## EXERCISE OBJECTIVE
From the line that includes "stitching on baseball accordingly in the photo above." to the last line of the records, inclusive, repeat each line exactly.

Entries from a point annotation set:
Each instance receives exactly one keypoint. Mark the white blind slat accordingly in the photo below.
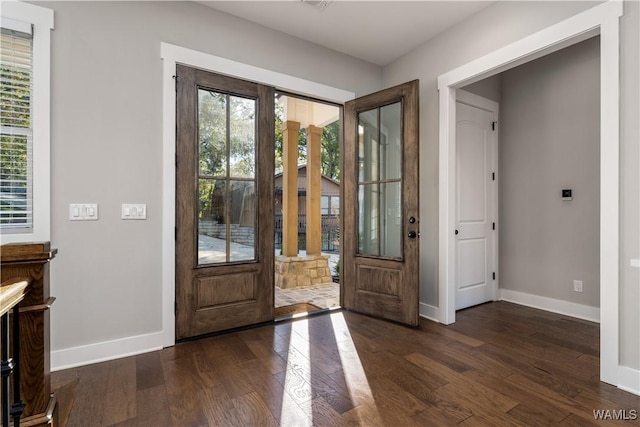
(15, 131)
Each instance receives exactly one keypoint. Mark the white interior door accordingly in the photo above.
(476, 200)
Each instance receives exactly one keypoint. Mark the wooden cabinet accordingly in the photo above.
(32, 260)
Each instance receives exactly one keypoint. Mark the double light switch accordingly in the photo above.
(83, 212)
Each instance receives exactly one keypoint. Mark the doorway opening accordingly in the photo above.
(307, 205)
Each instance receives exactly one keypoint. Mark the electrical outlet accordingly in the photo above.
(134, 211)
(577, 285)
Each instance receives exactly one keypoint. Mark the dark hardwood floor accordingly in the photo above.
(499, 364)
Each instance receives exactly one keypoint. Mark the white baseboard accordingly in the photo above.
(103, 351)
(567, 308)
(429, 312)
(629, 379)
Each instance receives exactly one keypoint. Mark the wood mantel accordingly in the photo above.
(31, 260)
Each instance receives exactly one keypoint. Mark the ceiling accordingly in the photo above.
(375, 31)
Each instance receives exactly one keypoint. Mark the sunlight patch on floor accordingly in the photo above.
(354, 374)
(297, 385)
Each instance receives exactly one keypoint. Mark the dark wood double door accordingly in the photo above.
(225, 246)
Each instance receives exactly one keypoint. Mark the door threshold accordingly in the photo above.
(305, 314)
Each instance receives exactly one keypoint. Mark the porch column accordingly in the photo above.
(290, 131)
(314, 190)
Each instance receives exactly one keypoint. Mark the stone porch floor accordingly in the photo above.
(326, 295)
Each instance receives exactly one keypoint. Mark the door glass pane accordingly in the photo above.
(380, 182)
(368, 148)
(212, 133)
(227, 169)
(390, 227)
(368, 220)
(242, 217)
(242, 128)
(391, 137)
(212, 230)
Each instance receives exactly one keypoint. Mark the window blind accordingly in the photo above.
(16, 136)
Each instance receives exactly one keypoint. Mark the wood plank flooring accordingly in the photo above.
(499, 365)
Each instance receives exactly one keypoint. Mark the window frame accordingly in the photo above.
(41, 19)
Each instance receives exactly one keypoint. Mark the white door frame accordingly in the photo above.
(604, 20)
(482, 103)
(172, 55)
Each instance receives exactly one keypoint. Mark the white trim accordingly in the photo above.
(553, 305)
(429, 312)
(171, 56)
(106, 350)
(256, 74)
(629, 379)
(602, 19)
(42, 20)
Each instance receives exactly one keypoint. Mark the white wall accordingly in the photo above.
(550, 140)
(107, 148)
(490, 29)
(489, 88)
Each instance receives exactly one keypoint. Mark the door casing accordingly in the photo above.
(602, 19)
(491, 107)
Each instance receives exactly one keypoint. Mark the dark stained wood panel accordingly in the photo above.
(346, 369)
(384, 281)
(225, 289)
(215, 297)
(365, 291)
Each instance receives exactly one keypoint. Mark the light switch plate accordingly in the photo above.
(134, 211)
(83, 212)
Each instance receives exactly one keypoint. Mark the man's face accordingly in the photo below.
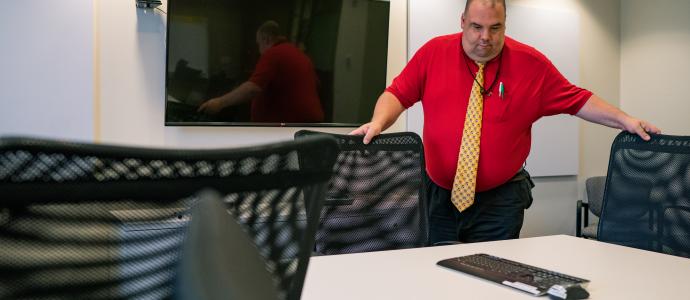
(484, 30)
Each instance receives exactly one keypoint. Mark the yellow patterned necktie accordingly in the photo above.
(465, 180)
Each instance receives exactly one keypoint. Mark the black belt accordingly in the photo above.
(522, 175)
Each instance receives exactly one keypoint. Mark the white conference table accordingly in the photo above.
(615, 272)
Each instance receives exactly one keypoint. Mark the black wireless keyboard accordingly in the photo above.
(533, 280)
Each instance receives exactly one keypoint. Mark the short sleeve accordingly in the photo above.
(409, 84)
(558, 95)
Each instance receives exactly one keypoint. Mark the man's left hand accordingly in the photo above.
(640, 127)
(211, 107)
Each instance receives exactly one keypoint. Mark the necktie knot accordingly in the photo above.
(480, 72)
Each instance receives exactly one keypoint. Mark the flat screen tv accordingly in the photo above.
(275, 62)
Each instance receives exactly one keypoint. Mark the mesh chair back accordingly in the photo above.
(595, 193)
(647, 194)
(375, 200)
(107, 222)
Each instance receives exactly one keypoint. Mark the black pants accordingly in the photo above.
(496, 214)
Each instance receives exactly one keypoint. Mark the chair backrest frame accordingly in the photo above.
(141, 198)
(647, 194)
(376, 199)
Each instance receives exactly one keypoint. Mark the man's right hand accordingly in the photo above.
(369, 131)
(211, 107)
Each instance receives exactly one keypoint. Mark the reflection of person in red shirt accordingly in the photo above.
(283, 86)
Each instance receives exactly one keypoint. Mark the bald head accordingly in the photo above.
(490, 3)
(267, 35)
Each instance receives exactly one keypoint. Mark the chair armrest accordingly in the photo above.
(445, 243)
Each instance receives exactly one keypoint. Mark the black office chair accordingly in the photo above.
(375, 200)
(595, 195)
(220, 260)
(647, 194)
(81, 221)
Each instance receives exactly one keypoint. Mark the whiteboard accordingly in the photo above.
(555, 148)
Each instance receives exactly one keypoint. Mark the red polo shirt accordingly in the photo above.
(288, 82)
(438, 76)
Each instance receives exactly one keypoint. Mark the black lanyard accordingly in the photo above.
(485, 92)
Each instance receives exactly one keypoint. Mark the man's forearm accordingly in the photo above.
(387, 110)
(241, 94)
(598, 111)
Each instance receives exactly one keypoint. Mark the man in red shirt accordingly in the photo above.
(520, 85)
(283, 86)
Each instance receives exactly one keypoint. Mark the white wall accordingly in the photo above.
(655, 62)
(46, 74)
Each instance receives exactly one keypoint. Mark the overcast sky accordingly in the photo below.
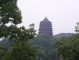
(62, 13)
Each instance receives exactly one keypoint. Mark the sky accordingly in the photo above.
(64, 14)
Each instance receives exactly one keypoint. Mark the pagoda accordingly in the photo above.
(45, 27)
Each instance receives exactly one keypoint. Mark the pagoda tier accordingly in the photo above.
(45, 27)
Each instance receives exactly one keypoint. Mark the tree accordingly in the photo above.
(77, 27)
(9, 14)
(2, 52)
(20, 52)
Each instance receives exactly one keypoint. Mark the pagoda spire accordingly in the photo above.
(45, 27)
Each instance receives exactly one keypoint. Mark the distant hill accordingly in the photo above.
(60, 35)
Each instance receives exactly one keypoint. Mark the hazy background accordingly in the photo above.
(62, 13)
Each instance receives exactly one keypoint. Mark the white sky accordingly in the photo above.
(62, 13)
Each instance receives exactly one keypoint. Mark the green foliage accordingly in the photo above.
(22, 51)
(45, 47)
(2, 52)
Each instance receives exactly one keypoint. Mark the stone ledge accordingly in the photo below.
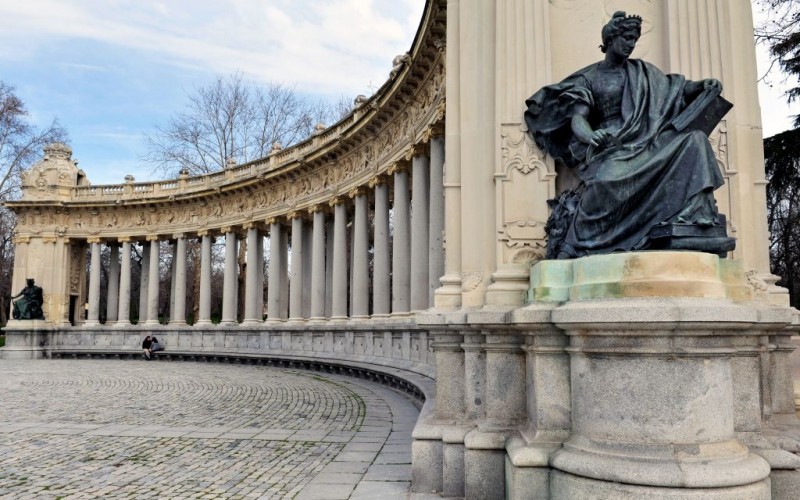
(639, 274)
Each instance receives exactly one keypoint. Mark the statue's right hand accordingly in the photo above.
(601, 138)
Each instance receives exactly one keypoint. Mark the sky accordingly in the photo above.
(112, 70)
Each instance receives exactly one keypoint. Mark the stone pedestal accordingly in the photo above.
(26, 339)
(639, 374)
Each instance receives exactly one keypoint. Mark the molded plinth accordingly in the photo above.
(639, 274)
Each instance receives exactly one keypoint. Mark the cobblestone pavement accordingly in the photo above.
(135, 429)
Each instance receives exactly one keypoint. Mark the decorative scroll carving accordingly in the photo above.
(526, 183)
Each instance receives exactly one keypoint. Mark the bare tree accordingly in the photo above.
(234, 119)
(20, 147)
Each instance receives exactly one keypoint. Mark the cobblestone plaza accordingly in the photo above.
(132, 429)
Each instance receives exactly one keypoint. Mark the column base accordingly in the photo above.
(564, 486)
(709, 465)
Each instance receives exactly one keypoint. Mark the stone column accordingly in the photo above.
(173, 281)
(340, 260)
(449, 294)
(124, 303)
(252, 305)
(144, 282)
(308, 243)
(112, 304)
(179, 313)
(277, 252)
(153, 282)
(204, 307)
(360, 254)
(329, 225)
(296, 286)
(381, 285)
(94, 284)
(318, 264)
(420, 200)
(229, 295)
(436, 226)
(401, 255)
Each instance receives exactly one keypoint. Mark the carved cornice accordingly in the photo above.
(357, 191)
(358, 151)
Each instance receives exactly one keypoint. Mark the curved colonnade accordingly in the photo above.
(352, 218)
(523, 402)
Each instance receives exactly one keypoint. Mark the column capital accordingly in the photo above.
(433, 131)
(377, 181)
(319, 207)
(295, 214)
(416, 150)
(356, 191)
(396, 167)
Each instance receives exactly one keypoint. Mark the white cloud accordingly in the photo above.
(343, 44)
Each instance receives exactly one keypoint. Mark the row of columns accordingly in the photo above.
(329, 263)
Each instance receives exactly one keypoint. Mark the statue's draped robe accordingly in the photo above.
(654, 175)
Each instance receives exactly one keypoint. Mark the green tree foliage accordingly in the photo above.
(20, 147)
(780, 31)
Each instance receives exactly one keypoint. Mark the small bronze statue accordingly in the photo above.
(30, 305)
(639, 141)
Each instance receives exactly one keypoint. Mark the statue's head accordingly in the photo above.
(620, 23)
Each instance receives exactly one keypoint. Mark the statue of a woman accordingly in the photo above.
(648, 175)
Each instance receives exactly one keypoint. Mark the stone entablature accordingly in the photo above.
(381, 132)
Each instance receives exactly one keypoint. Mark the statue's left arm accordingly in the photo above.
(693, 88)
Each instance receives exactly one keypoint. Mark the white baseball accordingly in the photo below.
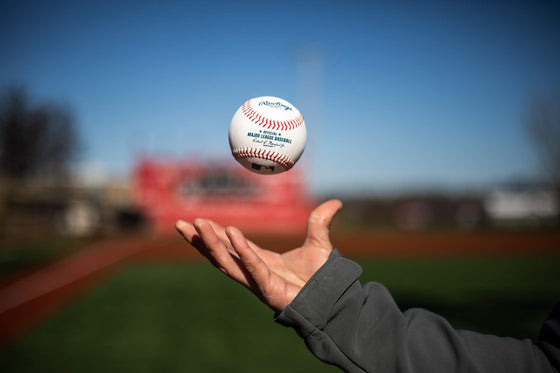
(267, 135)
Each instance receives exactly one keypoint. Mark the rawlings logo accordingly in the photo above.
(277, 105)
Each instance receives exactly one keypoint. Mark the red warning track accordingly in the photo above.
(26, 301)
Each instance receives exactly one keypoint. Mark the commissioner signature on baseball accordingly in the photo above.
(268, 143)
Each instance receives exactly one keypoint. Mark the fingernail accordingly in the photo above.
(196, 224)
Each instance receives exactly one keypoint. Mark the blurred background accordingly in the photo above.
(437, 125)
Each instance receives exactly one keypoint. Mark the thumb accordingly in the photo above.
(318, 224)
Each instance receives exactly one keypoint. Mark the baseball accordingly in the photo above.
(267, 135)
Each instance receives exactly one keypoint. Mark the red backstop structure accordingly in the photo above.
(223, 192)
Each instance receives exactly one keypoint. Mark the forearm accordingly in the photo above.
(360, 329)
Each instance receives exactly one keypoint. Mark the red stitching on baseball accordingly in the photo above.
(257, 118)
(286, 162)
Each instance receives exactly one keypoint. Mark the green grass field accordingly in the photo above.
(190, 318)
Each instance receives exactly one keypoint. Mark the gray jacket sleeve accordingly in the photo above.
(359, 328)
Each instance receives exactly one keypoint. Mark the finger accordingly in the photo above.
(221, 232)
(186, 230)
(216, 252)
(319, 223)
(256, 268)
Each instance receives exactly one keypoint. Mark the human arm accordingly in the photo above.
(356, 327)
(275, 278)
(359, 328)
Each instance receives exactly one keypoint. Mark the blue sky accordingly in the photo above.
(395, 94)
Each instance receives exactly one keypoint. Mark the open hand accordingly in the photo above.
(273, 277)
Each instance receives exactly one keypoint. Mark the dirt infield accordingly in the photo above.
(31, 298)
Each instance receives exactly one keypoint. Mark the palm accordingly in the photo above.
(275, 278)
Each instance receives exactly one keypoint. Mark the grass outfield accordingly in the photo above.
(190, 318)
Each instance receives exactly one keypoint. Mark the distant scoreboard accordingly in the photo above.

## REPLY TO THE EXERCISE
Each instance receives exactly one keypoint. Mark the red stitching on baseball accordingly in the photo above.
(257, 118)
(286, 162)
Each instance receives exactly one keypoint. Mark the green grass field accordingly in the photo above.
(190, 318)
Each instance receives exactly one keypoint. Mark the gray jacket sleeve accordingly in the photo above.
(359, 328)
Each instance receives exactly one keypoint. Mark the finger accordingly in the photo above.
(221, 232)
(186, 230)
(216, 252)
(319, 223)
(256, 268)
Each instance receives exactly one keypoint. Mark the human arm accordingly in the photo above.
(356, 327)
(275, 278)
(359, 328)
Each instance receives exactly one keypoint. Mark the blue sky accordingly in the photo above.
(395, 94)
Each instance receives exactly one keypoint. Mark the open hand accordingly in the photo above.
(273, 277)
Each instance receives exactly one keypoint. Mark the dirt infield accordingly in the photo above.
(31, 298)
Each instance receives exactly one keypoint. Mark the palm accordingly in the photo above.
(275, 278)
Each instance receives exactly one keypoint. Mark the grass outfield accordingly in the photo above.
(190, 318)
Each instance receives exactly one keypoint. Mark the distant scoreboard accordingly in the photo above.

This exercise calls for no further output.